=== Extract to read ===

As expert analysis finds new pledges far from enough to meet the goals of the Paris Agreement, UNEP executive director Inger Andersen dubs net-zero pledges ‘vague and untransparent’
In late October this year, just before the start of COP26, the UN Environment Programme (UNEP) calculated that the world is on its way to a catastrophic 2.7-degree Celsius temperature rise by the end of this century, even if all countries deliver on their pledges for climate action. Since then, several countries including India and Pakistan have announced new commitments to limit their emissions.
But these additional pledges are not enough, UNEP executive director Inger Andersen told delegates at COP26 in Glasgow on 9 November. “Frankly, it’s an elephant giving birth to a mouse,” she declared at a panel discussion during the ongoing UN climate summit.
The difference between the cut in emissions needed to stay on track to the goals of the Paris Agreement on the one hand and the trajectory of emissions cuts based on current pledges on the other is known as the ‘emissions gap’. The UNEP Emissions Gap Report 2021 released in October was the 12th annual report that provides an overview of the gap between what the science demands and the current political ambition.
As negotiations in Glasgow remain stalled over the question of financing from developed countries for climate action in developing nations, Andersen said there was a “leadership gap on top of the emissions gap”. She explained that the pledges made when the Paris Agreement was signed in 2015 would – if delivered upon – shave 7.8% of emissions from the business-as-usual scenario. “Now, it is 8%, whereas we need a 55% reduction by 2030 if we are to keep to the 1.5C goal.” The 1.5C goal is the aspirational target of the Paris Agreement, to keep average global temperature rise compared with pre-industrial times within a 1.5C ceiling this century.
In her address at Glasgow, Andersen was also strongly critical of the ‘net zero’ pledges made by 130 countries, which declare a year by which a country’s greenhouse gas emissions will be matched by carbon that is removed from the atmosphere. She described the current promises as “generally vague and untransparent – some deal with greenhouse gases, some deal with carbon dioxide only”.
“What we need to see between now and 2030 is to halve our emissions,” said Anderson. “Climate change is here and now – and we’re now at 1.2 [degrees Celsius above average global pre-industrial temperatures]. When the IPCC released its report this year, we didn’t need graphs – what we saw out of our windows was enough. We’re seeing floods and storms already.”
Anne Olhoff, lead author of the UNEP Emissions Gap Report, said that experts had calculated the impact of the new pledges made since the report’s release, and found that they would only limit global temperature rise by 0.1C. “If all the NDCs [Nationally Determined Contributions] – unconditional and those conditional on receiving money from rich nations – are fully implemented, the overall effect will be to hold temperature rise down by 0.5C.”

=== Raw records ===

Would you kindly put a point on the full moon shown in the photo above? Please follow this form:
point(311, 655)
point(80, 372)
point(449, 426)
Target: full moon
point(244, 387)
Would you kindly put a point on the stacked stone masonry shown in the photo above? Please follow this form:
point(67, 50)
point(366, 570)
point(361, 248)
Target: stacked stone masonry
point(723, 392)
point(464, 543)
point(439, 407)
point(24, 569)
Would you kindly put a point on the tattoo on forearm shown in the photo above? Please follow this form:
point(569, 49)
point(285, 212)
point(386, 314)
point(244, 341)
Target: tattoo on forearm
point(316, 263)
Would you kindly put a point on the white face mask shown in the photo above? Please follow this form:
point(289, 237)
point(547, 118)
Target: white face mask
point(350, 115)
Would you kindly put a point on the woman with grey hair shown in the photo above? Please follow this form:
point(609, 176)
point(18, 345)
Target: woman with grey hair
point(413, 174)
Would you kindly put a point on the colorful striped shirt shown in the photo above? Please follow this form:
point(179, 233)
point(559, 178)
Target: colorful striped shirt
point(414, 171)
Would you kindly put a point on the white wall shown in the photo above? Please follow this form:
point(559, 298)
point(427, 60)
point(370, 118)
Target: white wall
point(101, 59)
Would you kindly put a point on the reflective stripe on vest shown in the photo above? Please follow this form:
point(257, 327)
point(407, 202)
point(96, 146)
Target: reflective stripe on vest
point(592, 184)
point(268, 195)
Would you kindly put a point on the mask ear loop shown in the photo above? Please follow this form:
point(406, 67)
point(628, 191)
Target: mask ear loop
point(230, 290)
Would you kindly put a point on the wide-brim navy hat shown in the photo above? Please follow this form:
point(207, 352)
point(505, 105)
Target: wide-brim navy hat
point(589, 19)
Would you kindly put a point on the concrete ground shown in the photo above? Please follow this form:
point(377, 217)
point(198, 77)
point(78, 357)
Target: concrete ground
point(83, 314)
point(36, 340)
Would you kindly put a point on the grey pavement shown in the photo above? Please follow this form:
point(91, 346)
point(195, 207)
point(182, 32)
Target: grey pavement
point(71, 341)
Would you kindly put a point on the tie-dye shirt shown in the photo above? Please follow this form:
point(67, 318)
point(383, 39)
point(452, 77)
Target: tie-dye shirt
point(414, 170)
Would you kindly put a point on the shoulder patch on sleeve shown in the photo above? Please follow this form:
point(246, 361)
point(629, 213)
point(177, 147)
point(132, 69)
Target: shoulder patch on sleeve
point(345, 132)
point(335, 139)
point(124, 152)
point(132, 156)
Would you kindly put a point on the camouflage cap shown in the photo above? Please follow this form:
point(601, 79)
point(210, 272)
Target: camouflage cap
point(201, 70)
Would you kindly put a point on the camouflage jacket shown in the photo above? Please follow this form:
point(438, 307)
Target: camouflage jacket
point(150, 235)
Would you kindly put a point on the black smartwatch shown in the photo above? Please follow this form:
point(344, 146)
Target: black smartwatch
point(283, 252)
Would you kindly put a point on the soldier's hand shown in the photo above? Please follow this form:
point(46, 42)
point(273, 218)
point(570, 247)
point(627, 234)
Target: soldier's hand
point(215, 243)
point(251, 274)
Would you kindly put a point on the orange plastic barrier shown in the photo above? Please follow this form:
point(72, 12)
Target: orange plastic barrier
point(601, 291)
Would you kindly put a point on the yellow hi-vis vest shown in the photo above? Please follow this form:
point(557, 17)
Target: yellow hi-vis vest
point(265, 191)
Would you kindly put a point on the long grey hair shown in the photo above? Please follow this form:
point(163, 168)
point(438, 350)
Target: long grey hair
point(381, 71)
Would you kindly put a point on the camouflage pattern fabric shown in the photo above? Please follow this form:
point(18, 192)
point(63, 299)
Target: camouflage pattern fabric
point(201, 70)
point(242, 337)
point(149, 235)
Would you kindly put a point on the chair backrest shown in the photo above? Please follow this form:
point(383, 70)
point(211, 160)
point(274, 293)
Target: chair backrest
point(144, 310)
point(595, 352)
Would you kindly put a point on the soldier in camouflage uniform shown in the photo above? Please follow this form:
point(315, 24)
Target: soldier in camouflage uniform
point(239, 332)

=== Required tasks ===
[1] Answer these questions from the text on the emissions gap:
(a) On what date did Inger Andersen speak to delegates at COP26 in Glasgow?
(b) Which annual report in its series was the UNEP Emissions Gap Report 2021?
(c) How many countries have made the "net zero" pledges that Andersen criticized?
[2] Does each statement agree with the text on the emissions gap? Answer yes or no, and quote the words from the text that decide it.
(a) UNEP calculated a 2.7-degree Celsius rise by the end of the century even if every country delivers on its pledges.
(b) Current pledges would cut emissions by 55% from the business-as-usual scenario.
(c) Anne Olhoff said the new pledges made since the report's release would limit global temperature rise by 0.5C.
[3] According to the text on the emissions gap, why did Andersen call the current net-zero promises "generally vague and untransparent"? Answer in one to three sentences.
The material after the text on the emissions gap is separate from that text.

=== Answers for the exercise ===
[1]
(a) 9 November
(b) The 12th annual report
(c) 130 countries

[2]
(a) Yes: "the world is on its way to a catastrophic 2.7-degree Celsius temperature rise by the end of this century, even if all countries deliver on their pledges for climate action"
(b) No: "Now, it is 8%, whereas we need a 55% reduction by 2030 if we are to keep to the 1.5C goal."
(c) No: "found that they would only limit global temperature rise by 0.1C"

[3] She said the promises do not cover the same thing. Some deal with greenhouse gases, while others deal with carbon dioxide only.